**SHORT TASK**
Locate the line that contains "Field-scouting task: mark every instance of the main". Print it and each following line through the end of the listing, verbatim, and nothing more.

[Some records]

>> Begin

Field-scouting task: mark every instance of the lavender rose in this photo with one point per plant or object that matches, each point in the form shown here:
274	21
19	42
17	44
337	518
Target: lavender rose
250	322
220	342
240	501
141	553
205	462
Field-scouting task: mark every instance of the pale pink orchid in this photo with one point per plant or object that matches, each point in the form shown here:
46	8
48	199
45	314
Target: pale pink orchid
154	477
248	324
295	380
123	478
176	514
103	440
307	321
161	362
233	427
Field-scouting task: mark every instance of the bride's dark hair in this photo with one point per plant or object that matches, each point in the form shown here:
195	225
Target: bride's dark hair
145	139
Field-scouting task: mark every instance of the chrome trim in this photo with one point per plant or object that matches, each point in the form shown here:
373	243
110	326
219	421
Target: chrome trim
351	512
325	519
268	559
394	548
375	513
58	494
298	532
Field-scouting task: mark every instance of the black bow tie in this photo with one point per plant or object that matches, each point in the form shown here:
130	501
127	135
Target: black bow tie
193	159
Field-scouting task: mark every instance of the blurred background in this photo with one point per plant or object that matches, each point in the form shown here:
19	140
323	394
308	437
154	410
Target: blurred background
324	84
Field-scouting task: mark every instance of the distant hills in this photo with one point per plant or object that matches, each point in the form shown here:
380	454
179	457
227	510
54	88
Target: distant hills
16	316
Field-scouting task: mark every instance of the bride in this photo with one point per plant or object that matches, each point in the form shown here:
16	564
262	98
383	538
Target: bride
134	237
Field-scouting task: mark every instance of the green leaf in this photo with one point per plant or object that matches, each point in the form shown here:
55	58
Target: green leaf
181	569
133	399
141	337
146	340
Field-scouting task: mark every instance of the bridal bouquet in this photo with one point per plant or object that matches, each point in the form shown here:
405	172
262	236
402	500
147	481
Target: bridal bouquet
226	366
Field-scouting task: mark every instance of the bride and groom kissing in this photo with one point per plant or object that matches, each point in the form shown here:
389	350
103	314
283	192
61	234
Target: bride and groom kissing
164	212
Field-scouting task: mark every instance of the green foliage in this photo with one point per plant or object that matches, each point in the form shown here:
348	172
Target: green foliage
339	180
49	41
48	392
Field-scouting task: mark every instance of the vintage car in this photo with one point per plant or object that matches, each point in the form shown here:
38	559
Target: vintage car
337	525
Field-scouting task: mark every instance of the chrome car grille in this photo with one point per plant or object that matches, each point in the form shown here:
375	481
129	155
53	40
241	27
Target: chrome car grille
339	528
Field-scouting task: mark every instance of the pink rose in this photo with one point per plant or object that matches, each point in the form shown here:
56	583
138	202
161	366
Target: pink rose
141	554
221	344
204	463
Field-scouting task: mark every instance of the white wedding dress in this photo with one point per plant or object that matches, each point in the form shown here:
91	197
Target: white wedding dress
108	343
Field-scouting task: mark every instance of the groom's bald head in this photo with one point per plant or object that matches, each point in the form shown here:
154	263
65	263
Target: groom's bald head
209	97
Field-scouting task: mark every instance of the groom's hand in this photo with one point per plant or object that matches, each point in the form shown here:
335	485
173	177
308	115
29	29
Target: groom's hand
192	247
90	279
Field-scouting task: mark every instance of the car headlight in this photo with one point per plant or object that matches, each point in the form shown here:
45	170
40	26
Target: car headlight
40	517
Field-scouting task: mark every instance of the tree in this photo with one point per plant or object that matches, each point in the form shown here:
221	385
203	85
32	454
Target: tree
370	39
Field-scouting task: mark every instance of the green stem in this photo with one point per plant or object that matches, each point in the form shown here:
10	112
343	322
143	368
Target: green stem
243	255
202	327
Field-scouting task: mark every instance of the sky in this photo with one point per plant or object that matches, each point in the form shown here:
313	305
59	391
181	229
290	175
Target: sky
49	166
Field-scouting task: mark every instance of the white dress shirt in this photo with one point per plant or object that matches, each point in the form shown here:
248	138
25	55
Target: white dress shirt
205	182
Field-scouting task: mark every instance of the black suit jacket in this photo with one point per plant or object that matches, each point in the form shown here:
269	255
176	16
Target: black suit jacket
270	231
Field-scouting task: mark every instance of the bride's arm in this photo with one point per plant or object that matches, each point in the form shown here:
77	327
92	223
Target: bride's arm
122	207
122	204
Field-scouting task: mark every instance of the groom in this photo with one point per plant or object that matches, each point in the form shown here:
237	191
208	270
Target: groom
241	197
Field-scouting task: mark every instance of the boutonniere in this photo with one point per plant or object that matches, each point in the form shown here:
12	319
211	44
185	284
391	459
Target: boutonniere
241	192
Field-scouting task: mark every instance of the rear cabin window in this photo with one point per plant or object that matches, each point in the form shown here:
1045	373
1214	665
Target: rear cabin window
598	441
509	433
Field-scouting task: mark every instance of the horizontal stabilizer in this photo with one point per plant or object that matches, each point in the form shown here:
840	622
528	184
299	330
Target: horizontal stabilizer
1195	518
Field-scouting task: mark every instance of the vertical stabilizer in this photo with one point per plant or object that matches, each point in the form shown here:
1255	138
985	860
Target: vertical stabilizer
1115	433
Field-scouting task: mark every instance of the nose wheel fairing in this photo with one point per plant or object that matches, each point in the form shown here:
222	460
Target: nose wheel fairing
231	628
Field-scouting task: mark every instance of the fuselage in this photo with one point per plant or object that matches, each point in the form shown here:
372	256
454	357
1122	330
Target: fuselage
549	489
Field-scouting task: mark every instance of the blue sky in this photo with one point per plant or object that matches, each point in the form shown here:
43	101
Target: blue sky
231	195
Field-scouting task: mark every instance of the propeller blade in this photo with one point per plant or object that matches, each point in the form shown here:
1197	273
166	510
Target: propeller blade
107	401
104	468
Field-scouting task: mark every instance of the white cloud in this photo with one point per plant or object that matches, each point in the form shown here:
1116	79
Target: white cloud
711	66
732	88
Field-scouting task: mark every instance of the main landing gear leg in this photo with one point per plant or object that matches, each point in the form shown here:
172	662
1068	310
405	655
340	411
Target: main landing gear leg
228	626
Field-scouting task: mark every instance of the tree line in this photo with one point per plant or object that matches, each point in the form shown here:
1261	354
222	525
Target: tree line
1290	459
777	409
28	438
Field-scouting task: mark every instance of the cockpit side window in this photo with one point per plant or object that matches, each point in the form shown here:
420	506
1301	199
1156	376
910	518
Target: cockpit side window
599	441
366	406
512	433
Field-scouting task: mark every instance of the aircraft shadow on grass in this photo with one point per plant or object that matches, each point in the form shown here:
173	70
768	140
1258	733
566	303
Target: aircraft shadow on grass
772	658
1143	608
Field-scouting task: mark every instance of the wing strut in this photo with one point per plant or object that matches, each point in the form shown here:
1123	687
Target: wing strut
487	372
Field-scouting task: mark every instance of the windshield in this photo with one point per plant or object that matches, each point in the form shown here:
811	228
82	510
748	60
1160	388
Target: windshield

>> End

**RESPONSE TO THE TASK**
Field-scouting task: mark every instance of the main landing gear leg in this photo with one point per plant or object that matches, each point in the form shown here:
172	662
1068	310
405	655
340	411
Target: main landing gear leg
228	626
Field-scouting task: mark every instance of the tree line in this photo with one point per plant or object that matches, each point in the form shown here:
1261	354
222	525
Target: tree line
1290	459
777	409
28	438
Field-scouting task: mark every instance of the cockpit side window in this photo with one point per plant or object that matches, each point in the form shown here:
420	506
1301	199
1156	376
910	518
Target: cockpit side window
599	441
366	406
512	433
Field-scouting task: mark every instance of the aircraft shadow on grass in this photo with one point per plant or object that matches, each point in the form shown here:
173	70
768	140
1258	733
566	303
Target: aircraft shadow on grass
772	658
1143	608
Field-scouting task: mark every instance of the wing strut in this photo with one point per plant or object that matches, each point in the form shown here:
1123	687
Target: wing strut
487	372
Field-scouting task: mark every instance of the windshield in this photo with one point per plant or object that matches, each point in the form shown here:
811	228
82	510
748	60
1160	388
Target: windshield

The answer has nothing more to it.